Aji-Beef Short Ribs with Golden Herbed Quinoa
- 3 pounds well-trimmed bone-in beef short ribs, cut into 4 x 2 x 2-inch pieces
- 1/2 teaspoon salt
- 1/2 teaspoon pepper
- 2 teaspoons olive oil
- 1 large Spanish onion, chopped
- 2 tablespoons aji amarillo paste
- 2 teaspoons minced garlic
- 1 cup dry red wine
- 1 large unripe papaya
- 1 tablespoon coarsely chopped fresh parsley leaves
- Parsely for garnish, if desired
- Quinoa:1 cup uncooked quinoa
- 1-3/4 cups water
- 1 tablespoon Annatto Oil, recipe follows (optional)
- 1/4 teaspoon salt
- 1/4 teaspoon pepper
- 1 tablespoon coarsely chopped fresh parsley
- Place beef short ribs on rack in broiler pan so surface of beef is 4 to 5 inches from heat. Broil 18 to 20 minutes or until browned, turning once. Season with salt and pepper. Reduce oven temperature to 325°F.

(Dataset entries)

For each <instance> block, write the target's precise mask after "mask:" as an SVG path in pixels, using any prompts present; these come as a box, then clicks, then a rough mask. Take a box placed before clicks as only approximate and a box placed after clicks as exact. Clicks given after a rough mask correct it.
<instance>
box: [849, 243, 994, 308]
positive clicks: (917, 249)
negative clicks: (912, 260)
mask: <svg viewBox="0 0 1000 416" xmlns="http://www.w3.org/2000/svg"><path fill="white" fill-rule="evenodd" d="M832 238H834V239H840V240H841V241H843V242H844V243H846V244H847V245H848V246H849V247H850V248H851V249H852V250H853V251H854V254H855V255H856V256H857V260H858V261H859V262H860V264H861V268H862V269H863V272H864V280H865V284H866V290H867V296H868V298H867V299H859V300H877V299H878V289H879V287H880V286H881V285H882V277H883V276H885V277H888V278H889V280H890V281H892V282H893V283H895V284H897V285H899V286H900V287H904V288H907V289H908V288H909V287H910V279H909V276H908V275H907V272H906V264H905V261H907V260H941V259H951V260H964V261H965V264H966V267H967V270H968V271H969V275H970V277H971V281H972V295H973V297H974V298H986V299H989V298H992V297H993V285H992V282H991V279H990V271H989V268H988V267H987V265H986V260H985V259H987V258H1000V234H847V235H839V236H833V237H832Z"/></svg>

▶ [WHAT TO PRODUCE]:
Can you reproduce, word for word, the stretch of the short rib recipe from "- 1/4 teaspoon salt" through "temperature to 325°F."?

▶ [THE COMPLETED TASK]:
- 1/4 teaspoon salt
- 1/4 teaspoon pepper
- 1 tablespoon coarsely chopped fresh parsley
- Place beef short ribs on rack in broiler pan so surface of beef is 4 to 5 inches from heat. Broil 18 to 20 minutes or until browned, turning once. Season with salt and pepper. Reduce oven temperature to 325°F.